● Excerpted text:
_ _ _

Non-domiciliaries with US assets over $60,000 in value may be subject to substantial US taxes on their estates because the exclusions and deductions permitted are not as favorable as those permitted to US citizens and domiciliaries. Credits or treaty provisions may reduce this liability, depending on the status and terms of any existing treaty with the country of domicile. As of 1 January 2006, estate tax treaties or estate and gift tax treaties are in effect with the countries shown in Table 4.2.

|TABLE 4.2 |

|Estate and Gift Tax Treaties |

|Country |Type of Treaty |

|Australia |Separate estate and gift |

|Austria |Combined estate and gift |

|Canadaa |Estate only |

|Denmark |Combined estate and gift |

|Finland |Estate only |

|France |Combined estate and gift |

|Germany |Combined estate and gift |

|Greece |Estate only |

|Ireland |Estate only |

|Italy |Estate only |

|Japan |Combined estate and gift |

|Netherlands |Estate only |

|Norway |Estate only |

|South Africa |Estate only |

|Sweden |Combined estate and gift |

|Switzerland |Estate only |

|United Kingdom |Combined estate and gift |

|a. Although the United States and Canada do not have a separate estate tax treaty, taxes upon death are |

|covered within the provisions of the US–Canada income tax treaty. |

Gifts made to a spouse who is a US citizen are exempt from gift tax due to an unlimited marital deduction. Gifts made to a non-citizen spouse, however, do not qualify for this marital deduction. An increased annual exclusion for gifts of a “present interest” is available for transfers to a Non-US citizen spouse. Gifts in excess of $125,000 in 2007 (amount increases annually) are subject to US transfer tax. IRC section 2523(i).

_ _ _

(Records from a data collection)
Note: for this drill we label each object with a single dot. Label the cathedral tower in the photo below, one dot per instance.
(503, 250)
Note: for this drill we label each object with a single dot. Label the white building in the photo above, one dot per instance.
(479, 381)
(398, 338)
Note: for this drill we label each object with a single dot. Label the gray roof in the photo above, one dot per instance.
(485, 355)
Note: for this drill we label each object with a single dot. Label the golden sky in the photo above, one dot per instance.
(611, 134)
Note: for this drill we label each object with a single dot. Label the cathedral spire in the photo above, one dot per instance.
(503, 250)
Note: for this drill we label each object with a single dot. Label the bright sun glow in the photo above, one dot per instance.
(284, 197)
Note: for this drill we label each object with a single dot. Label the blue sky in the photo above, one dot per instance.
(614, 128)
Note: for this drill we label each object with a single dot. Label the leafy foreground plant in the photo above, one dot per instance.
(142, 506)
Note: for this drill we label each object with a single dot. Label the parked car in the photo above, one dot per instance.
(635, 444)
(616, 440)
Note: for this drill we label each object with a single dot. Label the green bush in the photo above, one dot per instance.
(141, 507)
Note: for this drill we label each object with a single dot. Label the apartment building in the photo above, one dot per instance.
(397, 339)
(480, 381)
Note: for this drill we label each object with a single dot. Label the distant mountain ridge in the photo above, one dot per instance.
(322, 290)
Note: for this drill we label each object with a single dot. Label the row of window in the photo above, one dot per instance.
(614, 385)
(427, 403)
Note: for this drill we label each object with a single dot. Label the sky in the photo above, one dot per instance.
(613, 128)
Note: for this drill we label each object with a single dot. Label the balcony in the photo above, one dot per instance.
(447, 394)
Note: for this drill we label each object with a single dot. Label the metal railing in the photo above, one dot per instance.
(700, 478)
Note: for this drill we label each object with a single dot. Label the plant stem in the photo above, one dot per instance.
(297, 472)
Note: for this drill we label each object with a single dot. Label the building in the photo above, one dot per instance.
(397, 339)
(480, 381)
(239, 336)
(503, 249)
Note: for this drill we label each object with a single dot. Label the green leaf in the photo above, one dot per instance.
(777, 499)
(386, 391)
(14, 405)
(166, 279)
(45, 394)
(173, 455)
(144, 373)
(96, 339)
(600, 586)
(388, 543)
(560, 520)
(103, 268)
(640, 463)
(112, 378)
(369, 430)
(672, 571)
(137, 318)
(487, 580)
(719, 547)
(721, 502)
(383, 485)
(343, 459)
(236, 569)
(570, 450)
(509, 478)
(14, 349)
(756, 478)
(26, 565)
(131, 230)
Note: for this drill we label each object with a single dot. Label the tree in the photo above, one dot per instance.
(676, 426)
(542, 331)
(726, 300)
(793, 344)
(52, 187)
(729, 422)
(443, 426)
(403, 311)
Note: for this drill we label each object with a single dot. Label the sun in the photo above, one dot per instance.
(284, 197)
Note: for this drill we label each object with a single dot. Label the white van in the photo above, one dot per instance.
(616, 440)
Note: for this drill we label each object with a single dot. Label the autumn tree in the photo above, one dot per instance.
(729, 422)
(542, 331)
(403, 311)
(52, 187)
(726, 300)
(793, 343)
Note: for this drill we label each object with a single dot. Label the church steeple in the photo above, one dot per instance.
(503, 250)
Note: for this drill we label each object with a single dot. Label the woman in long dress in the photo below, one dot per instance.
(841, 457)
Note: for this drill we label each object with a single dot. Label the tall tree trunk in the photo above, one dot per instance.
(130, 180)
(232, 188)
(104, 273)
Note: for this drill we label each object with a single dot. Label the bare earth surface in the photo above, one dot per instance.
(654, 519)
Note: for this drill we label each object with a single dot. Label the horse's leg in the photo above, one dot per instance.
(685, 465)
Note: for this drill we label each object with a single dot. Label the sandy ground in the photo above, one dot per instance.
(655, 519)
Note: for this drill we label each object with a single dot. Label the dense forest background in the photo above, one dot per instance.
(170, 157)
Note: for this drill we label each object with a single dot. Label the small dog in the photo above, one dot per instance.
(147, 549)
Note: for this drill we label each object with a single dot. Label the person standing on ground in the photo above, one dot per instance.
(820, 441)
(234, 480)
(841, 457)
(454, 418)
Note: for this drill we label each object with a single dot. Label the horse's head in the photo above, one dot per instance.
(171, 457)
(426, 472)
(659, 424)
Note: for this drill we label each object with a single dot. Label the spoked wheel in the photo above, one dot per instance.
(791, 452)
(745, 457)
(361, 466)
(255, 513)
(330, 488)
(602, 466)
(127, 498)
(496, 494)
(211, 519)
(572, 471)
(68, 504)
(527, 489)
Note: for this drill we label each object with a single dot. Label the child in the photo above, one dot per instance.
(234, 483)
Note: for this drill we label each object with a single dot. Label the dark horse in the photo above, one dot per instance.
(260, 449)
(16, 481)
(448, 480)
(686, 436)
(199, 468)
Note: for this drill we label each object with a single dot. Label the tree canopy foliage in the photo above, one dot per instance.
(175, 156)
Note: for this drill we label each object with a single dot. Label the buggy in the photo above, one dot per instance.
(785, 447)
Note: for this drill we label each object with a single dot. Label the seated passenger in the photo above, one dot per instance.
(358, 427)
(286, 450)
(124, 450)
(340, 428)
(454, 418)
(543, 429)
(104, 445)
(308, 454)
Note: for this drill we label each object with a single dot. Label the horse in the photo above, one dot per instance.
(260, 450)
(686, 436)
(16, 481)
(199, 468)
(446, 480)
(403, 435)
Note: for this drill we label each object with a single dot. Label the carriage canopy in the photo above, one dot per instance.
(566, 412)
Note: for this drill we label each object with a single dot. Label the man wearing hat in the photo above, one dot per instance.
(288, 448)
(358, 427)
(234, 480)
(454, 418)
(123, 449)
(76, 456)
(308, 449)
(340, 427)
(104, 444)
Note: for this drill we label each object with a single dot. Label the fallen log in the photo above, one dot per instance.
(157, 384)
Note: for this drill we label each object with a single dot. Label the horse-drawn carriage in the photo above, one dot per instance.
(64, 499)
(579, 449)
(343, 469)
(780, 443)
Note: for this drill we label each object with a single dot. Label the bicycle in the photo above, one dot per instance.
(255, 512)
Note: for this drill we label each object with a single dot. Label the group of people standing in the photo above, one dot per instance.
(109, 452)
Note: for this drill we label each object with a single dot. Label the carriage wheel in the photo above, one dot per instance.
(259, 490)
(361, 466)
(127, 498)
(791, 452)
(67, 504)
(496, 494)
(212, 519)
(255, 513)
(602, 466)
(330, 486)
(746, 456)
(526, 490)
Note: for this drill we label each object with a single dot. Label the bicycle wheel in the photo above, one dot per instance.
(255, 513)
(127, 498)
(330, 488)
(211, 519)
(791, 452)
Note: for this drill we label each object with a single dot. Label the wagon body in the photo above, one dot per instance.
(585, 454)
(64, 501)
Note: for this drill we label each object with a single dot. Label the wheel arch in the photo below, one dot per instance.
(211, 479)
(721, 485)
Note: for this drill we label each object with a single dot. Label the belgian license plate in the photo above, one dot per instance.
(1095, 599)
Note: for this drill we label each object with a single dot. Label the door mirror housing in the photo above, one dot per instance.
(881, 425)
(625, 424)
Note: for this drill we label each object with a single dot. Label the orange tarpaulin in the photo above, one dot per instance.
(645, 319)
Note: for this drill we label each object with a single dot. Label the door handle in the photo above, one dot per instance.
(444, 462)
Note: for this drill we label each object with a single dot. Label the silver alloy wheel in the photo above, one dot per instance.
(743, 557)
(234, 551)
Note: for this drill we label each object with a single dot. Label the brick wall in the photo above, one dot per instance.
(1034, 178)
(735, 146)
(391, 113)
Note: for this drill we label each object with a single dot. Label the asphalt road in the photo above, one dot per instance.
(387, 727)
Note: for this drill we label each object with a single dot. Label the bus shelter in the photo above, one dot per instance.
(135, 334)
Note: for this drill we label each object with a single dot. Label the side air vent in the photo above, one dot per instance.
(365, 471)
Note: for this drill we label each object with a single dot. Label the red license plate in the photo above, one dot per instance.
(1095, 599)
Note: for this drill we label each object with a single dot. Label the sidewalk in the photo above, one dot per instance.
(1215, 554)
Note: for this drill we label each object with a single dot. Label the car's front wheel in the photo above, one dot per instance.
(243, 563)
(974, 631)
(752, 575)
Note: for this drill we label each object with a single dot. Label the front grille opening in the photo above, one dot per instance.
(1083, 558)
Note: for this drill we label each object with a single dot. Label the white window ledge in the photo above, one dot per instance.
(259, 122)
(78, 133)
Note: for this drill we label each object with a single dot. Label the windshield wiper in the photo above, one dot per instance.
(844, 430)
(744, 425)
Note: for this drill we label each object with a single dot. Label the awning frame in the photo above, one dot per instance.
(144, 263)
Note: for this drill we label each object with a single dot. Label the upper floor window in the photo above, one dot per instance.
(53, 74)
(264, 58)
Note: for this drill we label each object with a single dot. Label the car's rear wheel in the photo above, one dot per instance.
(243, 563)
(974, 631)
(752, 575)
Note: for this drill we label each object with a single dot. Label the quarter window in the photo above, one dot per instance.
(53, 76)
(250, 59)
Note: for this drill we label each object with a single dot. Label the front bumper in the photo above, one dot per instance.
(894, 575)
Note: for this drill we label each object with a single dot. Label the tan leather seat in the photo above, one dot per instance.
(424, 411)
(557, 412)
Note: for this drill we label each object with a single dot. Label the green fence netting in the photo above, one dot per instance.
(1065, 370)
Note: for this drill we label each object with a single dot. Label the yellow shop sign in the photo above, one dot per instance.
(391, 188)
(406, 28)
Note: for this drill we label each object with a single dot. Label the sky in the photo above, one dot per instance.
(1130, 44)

_ _ _

● Set task 1:
From the passage on US estate and gift taxes, write out the portion starting at "Gifts made to a spouse" and ending at "IRC section 2523(i).".
● Set task 2:
Answer these questions using the passage on US estate and gift taxes:
(a) Non-domiciliaries with US assets over what value may be subject to substantial US estate taxes?
(b) What type of treaty does Table 4.2 list for Japan?
(c) Gifts in excess of what amount in 2007 are subject to US transfer tax?

● Task answer 1:
Gifts made to a spouse who is a US citizen are exempt from gift tax due to an unlimited marital deduction. Gifts made to a non-citizen spouse, however, do not qualify for this marital deduction. An increased annual exclusion for gifts of a “present interest” is available for transfers to a Non-US citizen spouse. Gifts in excess of $125,000 in 2007 (amount increases annually) are subject to US transfer tax. IRC section 2523(i).

● Task answer 2:
(a) $60,000
(b) Combined estate and gift
(c) $125,000